Exercise input:
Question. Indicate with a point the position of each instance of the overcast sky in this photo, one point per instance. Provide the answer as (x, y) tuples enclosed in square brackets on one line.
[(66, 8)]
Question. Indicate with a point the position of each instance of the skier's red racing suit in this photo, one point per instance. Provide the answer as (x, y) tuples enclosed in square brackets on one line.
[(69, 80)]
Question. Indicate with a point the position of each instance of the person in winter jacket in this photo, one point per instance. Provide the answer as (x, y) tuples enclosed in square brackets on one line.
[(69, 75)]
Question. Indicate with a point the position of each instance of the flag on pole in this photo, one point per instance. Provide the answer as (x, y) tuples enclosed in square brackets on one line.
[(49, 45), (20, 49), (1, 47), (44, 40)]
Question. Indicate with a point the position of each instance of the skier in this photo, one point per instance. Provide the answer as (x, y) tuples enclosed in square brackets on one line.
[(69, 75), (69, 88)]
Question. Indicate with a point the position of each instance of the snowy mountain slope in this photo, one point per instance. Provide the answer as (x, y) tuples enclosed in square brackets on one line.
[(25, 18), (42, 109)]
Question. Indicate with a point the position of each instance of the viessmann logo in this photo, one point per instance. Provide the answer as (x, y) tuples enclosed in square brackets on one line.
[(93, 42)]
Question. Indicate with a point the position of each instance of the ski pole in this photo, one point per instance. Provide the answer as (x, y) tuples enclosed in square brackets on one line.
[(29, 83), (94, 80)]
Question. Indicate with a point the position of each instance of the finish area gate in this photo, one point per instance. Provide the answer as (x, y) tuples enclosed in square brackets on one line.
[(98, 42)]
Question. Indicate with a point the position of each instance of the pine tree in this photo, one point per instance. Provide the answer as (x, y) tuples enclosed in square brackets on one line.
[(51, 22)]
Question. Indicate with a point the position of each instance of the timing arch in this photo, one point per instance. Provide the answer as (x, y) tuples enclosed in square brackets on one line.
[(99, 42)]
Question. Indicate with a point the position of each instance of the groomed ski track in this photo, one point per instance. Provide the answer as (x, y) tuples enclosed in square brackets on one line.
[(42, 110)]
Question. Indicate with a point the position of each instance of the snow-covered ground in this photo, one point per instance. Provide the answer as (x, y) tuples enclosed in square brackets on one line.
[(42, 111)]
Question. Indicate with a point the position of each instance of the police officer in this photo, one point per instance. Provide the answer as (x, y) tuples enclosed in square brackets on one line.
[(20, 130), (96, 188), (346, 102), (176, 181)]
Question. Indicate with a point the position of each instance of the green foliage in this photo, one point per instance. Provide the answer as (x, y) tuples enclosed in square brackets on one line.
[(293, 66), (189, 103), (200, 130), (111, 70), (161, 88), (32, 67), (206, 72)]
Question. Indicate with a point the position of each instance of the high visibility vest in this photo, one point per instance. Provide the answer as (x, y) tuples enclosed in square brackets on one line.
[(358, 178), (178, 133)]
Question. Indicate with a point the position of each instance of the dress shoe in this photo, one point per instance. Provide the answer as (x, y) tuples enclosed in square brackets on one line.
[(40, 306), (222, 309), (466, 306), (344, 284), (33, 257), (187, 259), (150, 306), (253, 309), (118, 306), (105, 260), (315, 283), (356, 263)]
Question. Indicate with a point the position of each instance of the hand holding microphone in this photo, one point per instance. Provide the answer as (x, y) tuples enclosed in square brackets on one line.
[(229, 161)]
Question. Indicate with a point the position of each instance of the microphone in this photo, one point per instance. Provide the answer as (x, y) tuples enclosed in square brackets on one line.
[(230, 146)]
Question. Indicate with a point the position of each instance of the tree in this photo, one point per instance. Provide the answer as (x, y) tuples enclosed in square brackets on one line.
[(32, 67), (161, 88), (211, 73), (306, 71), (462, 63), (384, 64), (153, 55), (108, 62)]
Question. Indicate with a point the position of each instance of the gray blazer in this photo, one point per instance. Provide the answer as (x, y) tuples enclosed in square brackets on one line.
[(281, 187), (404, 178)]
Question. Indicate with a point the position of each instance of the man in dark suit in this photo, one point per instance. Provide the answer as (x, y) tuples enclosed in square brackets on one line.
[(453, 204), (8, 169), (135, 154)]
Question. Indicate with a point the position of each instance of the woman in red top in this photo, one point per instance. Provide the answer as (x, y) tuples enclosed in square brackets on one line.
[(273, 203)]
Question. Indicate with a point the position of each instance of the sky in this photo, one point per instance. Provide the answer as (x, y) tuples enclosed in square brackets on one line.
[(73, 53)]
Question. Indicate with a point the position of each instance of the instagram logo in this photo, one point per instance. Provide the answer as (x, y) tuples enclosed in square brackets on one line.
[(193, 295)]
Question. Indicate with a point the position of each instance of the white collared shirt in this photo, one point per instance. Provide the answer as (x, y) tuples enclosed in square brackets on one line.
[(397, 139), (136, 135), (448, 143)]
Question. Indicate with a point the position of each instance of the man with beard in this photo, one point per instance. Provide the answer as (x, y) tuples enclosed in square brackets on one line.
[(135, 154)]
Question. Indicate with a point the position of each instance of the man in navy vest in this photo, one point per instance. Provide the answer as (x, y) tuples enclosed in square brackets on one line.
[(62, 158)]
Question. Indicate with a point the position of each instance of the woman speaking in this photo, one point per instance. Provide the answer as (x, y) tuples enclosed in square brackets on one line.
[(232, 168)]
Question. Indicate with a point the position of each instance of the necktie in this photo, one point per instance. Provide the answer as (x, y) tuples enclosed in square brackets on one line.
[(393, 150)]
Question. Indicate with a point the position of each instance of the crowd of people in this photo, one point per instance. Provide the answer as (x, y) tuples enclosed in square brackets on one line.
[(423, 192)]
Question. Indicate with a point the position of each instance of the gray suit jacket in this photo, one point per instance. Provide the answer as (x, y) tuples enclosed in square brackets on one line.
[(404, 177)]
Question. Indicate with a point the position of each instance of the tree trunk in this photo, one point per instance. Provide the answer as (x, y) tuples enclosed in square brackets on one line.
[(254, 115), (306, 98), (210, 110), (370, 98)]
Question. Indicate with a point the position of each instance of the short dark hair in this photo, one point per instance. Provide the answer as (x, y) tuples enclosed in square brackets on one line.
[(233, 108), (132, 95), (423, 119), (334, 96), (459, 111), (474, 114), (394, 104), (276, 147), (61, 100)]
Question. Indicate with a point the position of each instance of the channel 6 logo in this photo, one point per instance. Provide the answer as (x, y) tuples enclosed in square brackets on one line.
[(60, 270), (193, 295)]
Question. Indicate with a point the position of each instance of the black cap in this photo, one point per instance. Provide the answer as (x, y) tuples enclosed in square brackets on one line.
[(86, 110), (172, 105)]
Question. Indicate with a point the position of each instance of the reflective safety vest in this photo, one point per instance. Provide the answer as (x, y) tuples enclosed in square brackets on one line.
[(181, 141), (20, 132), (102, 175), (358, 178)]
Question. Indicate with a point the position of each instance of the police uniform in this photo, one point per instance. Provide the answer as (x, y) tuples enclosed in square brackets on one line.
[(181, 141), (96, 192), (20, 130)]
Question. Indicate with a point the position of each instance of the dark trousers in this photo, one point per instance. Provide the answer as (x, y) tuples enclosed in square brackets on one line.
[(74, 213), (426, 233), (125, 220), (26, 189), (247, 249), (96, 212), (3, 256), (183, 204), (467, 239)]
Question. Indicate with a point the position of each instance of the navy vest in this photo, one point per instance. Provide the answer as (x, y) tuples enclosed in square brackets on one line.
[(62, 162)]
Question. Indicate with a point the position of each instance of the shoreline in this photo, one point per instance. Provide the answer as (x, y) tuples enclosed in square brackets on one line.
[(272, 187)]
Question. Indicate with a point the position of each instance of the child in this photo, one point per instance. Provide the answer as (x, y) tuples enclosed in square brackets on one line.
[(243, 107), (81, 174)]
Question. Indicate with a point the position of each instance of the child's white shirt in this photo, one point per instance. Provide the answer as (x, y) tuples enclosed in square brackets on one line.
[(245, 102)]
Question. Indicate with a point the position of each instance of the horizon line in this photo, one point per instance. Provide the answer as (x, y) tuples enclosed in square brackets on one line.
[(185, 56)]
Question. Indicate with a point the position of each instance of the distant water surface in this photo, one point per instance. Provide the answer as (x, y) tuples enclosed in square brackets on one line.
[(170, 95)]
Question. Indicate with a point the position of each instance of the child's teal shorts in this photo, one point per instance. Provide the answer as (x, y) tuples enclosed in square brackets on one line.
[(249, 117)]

Exercise goal: Copy out the lines between the one containing "of the white" and the one containing "[(423, 192)]", inclusive, keeping the requests unchanged and adding 18 to every coordinate value in the answers.

Answer for this exercise:
Question. Indicate with a point the position of each instance of the white collared shirt in this photo, one point per instance. Provide the answer as (x, y) tuples enclosed in square brackets on one line.
[(415, 157), (154, 153), (466, 161)]
Question. Indicate with a point the position of each instance of the man with beard in this photo, one point per instance. Provide the answer as (x, y) tuples enclosed in square brackets on one line.
[(153, 172)]
Question. Indicate with a point the position of each instance of the man in navy vest in this photo, one point per instance. Provide the answer as (x, y) tuples enclosed in square brackets on one line.
[(80, 176)]
Question. Indicate with a point the position of each instance of the woman speaking in this photo, one point per instance. Provide the answer as (x, y) tuples enclosed in square brackets on one line.
[(250, 186)]
Question. Indicate with a point the position of each instance of the necktie in this photo, one point per instance. Provide the answer as (x, y) tuples enclosed in square brackets on one line.
[(411, 168)]
Question. Indicate with a point the position of each instance of the crowd of people in this photo, one point per instance. Provide the answer as (x, y) tuples enclosed in square brackets on one line.
[(441, 210)]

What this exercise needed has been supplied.